* **EXTRAIT DU TEXTE**:
-.-.-
Glaciologue et paléoclimatologue, Jean Jouzel balaie d'emblée le climatoscepticisme : « On peut discuter du rôle des activités humaines sur le réchauffement, pas sur la composition de l'atmosphère ». Or, l'augmentation de la vapeur d'eau, plus 20% en vingt ans, « contribue à l'augmentation de la température ». Tout comme l'augmentation des émissions de gaz carbonique, de méthane, du dioxyde d'azote entraîne « plus de chaleur dans les basses couches de l'atmosphère ».

Si l'on constate davantage d'étés caniculaires, il relativise : « 93% de la chaleur va dans les océans ». Cependant, les mesures sont là : « le niveau des mers augmente de 3 millimètres par an dont 1 mm dû à la dilatation causée par l'augmentation de la température, le reste à la fonte des glaces : 1 mm celles du Groenland, 1 mm celles de l'Antarctique ouest... » Il passe rapidement sur « l'acidification des océans, faible mais avec une incidence sur le corail et les coquillages » Il souligne quelques conséquences qui pourraient, à terme, être redoutables : « La fonte de la calotte du Groenland d'ici 1000 ans ferait monter de 7 mètres le niveau des mers... Un mètre de plus, c'est 14% du territoire du Bangladesh... 40 centimètres de plus, ce sont 200 millions d'habitants qui devront quitter leur lieu de vie... » 

Ce n'est pas tout car les effets sont réels sur la biodiversité : « de nombreuses espèces ne se déplacent pas au rythme du déplacement du climat, par exemple les arbres... » Selon le scénario médian du GIEC, les forestiers sont ainsi confrontés à la perspective de la réduction de 90% de l'aire de répartition de l'épicéa d'ici 40 ans... (Factuel.info en a parlé ici). C'est aussi le cas des rongeurs et des primates. L'agriculture sera impactée, mais pas toujours ni partout négativement : « L'Ukraine ou la Sibérie du sud gagneront en rendement pour les céréales, mais ils diminueront dans des zones tropicales et tempérées ».

« La saison d'enneigement va continuer à diminuer.
Pour l'eau, on connaîtra une baisse des étiages en été
et une baisse des ressources en hiver. »
-.-.-
* **EXTRAIT DE DONNÉES**:

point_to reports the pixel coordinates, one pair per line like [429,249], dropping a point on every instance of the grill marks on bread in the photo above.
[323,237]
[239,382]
-.-.-
* **CONSIGNE**:
Pouvez-vous recopier mot pour mot le passage du texte sur le réchauffement climatique, en commençant par « Ce n'est pas » et en allant jusqu'à « continuer à diminuer. » ?

* **LA RÉPONSE**:
Ce n'est pas tout car les effets sont réels sur la biodiversité : « de nombreuses espèces ne se déplacent pas au rythme du déplacement du climat, par exemple les arbres... » Selon le scénario médian du GIEC, les forestiers sont ainsi confrontés à la perspective de la réduction de 90% de l'aire de répartition de l'épicéa d'ici 40 ans... (Factuel.info en a parlé ici). C'est aussi le cas des rongeurs et des primates. L'agriculture sera impactée, mais pas toujours ni partout négativement : « L'Ukraine ou la Sibérie du sud gagneront en rendement pour les céréales, mais ils diminueront dans des zones tropicales et tempérées ».

« La saison d'enneigement va continuer à diminuer.